Problem requirements :: Return every line of the records, exact and in full, until you have returned the line with "target: dark rock outcrop", and include none of the pictures.

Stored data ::
____________________

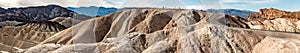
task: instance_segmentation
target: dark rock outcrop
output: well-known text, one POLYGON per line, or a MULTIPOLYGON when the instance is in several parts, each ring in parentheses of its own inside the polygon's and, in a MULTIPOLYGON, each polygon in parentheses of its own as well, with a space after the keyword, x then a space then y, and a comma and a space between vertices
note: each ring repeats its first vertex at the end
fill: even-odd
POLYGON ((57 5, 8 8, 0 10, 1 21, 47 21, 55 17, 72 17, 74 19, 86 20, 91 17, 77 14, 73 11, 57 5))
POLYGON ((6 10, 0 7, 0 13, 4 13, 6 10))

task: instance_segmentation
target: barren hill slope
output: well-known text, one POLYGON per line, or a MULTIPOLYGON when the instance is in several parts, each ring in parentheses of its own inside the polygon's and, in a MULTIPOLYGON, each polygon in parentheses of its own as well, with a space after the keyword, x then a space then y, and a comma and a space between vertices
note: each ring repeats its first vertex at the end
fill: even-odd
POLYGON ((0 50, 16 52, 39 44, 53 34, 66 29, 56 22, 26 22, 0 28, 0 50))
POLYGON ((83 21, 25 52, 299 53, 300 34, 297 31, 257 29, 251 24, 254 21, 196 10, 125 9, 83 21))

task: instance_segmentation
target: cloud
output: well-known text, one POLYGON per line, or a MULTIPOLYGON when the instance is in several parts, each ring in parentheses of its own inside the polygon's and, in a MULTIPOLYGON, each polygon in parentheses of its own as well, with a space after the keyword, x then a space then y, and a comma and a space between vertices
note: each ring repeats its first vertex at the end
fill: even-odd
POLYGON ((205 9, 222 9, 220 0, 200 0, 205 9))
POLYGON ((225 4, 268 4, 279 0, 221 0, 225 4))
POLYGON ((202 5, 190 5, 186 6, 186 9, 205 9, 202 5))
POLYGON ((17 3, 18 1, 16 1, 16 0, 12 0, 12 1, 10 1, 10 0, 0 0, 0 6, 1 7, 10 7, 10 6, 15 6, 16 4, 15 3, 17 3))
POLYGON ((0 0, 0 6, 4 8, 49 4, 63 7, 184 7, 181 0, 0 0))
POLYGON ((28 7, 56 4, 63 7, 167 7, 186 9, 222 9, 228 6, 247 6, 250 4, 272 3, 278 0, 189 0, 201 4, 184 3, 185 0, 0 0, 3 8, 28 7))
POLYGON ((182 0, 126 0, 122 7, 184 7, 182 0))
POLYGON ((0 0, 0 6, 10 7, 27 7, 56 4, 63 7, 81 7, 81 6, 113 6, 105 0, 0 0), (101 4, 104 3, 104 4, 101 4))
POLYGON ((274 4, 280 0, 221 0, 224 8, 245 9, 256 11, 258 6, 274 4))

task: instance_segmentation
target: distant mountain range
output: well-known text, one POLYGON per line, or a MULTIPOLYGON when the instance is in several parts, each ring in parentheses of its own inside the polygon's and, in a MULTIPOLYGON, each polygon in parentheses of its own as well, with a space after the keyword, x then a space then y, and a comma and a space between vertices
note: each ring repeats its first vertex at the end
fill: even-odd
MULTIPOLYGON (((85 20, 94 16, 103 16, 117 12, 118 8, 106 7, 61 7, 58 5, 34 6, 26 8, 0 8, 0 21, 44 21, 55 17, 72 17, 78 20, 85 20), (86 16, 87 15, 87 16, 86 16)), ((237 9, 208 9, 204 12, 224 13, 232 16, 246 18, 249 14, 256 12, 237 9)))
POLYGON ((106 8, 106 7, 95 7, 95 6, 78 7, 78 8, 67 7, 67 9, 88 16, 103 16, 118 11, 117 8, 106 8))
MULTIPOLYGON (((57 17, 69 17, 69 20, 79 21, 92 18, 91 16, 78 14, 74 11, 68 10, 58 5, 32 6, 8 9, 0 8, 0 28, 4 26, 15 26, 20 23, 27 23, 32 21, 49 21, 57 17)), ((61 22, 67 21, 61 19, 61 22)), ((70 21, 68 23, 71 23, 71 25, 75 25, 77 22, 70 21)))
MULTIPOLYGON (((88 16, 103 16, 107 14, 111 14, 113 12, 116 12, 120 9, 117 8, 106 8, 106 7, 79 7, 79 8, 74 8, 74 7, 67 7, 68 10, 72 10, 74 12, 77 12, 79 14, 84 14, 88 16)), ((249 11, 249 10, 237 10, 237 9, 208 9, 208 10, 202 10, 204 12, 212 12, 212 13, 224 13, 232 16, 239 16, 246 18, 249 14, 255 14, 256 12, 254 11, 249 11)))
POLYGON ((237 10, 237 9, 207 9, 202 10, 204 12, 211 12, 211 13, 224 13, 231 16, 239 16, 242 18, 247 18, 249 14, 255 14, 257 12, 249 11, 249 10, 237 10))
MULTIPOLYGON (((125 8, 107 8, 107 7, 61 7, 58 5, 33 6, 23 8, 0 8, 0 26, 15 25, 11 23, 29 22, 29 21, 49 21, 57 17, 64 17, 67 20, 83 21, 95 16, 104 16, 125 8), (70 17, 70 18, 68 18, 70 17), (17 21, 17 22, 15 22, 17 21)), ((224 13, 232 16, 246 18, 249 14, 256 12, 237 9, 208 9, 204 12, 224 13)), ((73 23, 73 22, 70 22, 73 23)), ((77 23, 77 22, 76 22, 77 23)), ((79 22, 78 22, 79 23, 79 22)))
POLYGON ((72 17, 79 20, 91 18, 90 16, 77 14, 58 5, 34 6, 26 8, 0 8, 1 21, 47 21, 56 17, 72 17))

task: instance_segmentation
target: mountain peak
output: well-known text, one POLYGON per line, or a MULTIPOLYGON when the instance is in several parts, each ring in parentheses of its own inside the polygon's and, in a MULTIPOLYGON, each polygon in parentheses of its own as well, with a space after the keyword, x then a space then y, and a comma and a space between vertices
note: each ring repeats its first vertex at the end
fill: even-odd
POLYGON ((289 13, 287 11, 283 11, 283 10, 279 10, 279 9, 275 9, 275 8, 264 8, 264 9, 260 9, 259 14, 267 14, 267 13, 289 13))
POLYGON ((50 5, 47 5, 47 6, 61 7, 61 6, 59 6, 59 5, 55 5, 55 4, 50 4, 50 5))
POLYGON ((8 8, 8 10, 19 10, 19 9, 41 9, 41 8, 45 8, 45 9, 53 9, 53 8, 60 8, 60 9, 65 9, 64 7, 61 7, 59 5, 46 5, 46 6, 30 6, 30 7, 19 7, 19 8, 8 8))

____________________

Result for this exercise ::
task: instance_segmentation
target: dark rock outcrop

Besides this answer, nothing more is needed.